=== DOCUMENT PASSAGE ===
-- -- --
We note your disclosure about how annual salaries are set taking into account “the Company’s performance, the executive’s experience, qualifications and scope of responsibilities, the goals and objectives established for the executive, [and the] performance of the executive.”  In future filings, please describe specifically how these factors were used to make compensation decisions during the applicable periods, including discussing how the committee determined the compensation amounts and avoiding the use of boilerplate disclosure in this section.  If instead compensation decisions were based on the subjective discretion of the committee, please say so clearly and directly without implying that objective factors were used.

RESPONSE:

The Company acknowledges the Staff’s comment.  As disclosed in our Compensation Discussion and Analysis, the Compensation Committee considers a number of factors in determining compensation.  Consideration of these factors is necessarily subjective.  In future filings, we will clearly state in the Compensation Discussion and Analysis that consideration of these factors involves the subjective discretion of the Committee, and we will describe more specifically how these factors were used in compensation decisions.
 

Performance-Based Incentive Compensation, page 30

6.
-- -- --
=== INSTRUCTION 1 ===
Answer these questions about the compensation disclosure passage:
(a) What does the comment ask the Company to avoid using in this section?
(b) According to the response, which committee considers a number of factors in determining compensation?
(c) In which part of future filings will the Company state that consideration of these factors involves the Committee's subjective discretion?
The text and the records come from unrelated sources.
-- -- --
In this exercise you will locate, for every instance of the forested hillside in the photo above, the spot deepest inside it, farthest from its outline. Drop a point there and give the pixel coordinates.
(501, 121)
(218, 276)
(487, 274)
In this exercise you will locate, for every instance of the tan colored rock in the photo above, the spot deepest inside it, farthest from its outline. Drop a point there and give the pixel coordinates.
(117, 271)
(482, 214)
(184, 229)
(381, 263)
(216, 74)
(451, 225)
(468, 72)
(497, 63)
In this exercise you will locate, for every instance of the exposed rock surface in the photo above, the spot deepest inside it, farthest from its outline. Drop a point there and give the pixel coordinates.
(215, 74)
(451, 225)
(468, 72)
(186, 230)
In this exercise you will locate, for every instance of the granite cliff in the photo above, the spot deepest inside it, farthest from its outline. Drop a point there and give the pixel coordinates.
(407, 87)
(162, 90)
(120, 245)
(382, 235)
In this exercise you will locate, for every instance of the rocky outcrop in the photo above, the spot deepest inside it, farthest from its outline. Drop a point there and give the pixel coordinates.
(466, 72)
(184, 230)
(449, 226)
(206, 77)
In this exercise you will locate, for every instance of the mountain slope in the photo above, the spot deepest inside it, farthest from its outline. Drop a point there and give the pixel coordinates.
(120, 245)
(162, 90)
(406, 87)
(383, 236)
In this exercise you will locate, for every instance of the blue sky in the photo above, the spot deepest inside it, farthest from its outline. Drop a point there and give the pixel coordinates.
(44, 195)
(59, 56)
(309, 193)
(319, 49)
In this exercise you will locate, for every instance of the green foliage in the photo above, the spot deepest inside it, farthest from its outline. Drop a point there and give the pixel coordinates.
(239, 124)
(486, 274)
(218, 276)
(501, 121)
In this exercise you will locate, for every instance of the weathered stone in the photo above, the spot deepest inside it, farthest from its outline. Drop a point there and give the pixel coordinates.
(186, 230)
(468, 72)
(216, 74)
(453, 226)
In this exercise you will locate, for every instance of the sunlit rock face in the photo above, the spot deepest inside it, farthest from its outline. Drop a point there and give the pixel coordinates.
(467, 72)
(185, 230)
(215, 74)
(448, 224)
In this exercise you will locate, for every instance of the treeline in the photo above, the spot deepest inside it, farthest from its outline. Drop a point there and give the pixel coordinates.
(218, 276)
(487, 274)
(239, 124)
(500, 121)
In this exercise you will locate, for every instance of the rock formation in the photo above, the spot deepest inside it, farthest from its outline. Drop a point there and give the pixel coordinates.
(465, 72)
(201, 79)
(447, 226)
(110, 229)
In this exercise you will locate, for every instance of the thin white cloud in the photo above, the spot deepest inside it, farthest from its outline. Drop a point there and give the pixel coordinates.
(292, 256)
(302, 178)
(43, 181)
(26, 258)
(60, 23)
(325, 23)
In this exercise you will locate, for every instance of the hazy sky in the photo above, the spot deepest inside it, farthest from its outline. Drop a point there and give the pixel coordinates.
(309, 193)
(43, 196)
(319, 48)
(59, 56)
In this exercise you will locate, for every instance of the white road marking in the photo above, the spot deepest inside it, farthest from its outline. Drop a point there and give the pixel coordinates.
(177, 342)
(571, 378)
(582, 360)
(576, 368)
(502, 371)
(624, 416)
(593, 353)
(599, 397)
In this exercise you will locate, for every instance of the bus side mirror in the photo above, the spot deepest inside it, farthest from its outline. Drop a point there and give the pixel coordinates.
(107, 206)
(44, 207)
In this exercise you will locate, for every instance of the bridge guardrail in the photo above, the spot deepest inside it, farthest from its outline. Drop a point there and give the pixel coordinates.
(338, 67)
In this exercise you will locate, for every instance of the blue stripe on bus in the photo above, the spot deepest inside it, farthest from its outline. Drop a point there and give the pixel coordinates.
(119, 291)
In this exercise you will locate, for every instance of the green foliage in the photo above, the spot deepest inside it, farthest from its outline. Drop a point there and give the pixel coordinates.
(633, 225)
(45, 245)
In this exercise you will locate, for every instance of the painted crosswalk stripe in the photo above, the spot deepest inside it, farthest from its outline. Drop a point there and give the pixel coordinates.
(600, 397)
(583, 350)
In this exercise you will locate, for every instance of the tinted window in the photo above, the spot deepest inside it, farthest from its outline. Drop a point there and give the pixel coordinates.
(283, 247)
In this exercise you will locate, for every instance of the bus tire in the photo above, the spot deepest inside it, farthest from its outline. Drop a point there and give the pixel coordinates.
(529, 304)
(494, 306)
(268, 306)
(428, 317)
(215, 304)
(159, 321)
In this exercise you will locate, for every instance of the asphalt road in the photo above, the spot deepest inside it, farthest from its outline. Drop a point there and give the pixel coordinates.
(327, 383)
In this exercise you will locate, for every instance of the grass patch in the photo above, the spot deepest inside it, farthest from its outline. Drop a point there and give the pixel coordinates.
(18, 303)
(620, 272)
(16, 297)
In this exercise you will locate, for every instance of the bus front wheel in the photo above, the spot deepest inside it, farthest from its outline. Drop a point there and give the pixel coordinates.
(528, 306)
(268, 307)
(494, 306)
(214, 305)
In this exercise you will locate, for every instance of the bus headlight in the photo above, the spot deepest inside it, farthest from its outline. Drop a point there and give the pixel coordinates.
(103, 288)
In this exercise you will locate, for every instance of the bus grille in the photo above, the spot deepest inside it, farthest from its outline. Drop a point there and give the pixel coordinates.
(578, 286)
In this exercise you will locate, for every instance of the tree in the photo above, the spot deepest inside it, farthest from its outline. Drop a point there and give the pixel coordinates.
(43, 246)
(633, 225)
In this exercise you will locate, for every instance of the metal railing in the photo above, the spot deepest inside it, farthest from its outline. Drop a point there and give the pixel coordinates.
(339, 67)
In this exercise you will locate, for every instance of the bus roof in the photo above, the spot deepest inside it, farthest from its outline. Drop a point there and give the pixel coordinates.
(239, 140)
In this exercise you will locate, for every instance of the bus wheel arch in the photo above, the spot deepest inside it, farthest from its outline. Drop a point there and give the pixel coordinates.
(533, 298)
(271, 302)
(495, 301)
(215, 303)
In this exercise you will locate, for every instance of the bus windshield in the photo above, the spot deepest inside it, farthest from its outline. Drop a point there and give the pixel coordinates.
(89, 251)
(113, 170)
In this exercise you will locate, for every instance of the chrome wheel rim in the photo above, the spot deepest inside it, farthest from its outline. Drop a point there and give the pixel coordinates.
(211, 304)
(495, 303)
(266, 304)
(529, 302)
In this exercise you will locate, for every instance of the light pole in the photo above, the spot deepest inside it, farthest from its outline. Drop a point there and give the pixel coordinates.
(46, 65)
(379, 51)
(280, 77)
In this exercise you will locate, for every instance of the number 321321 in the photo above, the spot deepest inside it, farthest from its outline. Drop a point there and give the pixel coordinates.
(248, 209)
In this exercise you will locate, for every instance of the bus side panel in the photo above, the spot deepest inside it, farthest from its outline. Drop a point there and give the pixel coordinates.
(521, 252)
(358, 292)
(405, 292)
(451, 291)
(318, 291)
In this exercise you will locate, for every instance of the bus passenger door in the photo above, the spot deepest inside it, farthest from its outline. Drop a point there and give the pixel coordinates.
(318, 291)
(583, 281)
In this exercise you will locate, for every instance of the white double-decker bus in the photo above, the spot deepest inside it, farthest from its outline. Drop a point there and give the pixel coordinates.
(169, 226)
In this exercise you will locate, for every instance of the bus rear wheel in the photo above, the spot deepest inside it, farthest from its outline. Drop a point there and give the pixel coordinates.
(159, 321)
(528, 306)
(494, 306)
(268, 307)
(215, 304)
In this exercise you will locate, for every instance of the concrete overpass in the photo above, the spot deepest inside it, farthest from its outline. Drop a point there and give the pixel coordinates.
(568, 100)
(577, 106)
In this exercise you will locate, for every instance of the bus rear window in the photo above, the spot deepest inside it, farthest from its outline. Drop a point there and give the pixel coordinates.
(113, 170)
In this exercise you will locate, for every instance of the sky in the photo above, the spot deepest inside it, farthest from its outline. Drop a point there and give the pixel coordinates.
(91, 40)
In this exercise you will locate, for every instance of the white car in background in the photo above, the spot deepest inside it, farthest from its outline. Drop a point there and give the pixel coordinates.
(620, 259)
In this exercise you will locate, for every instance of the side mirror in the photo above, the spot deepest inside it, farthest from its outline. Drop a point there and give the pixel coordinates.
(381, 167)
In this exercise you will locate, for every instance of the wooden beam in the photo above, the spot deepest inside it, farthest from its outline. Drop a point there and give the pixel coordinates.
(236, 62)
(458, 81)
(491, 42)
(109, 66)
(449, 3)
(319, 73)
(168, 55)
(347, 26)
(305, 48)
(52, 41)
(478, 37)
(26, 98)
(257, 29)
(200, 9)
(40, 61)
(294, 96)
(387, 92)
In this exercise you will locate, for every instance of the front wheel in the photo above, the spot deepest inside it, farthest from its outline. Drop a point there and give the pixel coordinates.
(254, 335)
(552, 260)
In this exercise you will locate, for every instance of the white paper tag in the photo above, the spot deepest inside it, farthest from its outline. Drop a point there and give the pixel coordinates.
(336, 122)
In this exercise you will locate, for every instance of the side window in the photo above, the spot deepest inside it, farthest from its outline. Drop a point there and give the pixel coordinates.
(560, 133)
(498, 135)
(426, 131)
-- -- --
=== INSTRUCTION 2 ===
Count the lines of the records that contain the word "concrete", and reply with only that number.

=== SOLUTION 1 ===
(a) Boilerplate disclosure.
(b) The Compensation Committee.
(c) The Compensation Discussion and Analysis.

=== SOLUTION 2 ===
1